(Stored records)
BEGIN

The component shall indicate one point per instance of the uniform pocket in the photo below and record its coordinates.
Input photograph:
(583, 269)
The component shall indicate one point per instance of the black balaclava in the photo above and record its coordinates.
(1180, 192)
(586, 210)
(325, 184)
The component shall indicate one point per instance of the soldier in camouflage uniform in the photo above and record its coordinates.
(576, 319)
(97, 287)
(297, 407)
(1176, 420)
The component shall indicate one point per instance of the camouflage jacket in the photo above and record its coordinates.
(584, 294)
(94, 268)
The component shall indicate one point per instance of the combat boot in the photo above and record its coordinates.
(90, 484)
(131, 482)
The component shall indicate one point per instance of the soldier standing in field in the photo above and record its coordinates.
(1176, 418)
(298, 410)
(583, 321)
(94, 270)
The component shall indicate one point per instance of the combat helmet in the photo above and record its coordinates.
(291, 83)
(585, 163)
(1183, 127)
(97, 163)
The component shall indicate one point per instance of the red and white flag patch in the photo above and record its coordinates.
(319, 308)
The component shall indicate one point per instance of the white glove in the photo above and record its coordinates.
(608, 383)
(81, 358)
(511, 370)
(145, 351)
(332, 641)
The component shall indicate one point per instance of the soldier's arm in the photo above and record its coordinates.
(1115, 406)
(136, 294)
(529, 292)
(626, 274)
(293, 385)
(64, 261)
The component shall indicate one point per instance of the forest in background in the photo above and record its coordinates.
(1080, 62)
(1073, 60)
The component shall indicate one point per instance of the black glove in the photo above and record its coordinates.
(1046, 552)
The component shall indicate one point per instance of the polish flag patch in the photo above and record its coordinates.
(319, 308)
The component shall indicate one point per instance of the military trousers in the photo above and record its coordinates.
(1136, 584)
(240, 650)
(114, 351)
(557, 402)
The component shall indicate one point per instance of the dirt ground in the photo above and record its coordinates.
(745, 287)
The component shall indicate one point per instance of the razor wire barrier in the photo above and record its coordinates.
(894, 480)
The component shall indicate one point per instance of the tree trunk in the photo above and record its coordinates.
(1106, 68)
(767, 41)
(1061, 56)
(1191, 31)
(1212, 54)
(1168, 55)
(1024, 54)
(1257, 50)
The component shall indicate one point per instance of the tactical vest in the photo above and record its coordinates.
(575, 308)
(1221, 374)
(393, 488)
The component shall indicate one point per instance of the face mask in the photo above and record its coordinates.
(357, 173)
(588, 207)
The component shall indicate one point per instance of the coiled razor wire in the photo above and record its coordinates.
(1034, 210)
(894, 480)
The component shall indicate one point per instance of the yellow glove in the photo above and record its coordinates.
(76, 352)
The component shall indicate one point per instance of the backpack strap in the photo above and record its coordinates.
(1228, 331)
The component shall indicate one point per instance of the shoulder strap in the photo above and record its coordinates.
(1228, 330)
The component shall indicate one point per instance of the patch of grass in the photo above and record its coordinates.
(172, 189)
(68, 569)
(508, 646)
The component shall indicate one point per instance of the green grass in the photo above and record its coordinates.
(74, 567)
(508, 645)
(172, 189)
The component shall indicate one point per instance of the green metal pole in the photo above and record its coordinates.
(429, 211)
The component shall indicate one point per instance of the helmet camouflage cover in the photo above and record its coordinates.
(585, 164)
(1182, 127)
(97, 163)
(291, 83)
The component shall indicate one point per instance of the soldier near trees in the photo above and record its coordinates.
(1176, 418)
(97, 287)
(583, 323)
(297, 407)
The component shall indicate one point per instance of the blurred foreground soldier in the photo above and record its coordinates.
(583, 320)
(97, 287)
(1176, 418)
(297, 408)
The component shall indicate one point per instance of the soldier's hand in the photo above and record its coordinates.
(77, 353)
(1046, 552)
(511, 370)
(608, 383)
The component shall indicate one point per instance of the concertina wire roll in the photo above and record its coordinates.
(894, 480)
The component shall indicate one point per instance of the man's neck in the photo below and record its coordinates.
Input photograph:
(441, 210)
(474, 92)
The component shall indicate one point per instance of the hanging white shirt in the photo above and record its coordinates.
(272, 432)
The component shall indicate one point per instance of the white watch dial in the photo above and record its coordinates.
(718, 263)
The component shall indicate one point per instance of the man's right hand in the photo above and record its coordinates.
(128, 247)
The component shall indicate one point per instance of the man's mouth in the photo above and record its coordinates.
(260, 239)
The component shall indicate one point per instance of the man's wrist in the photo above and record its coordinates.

END

What you need to do: Every line in the data above that contains the word "below" should be copied.

Exercise response:
The component shall indicate one point per instance of the uniform pocket in the photo below and record its coordinates.
The component shall indicate one point per instance of the man's neck in the photo below and record its coordinates.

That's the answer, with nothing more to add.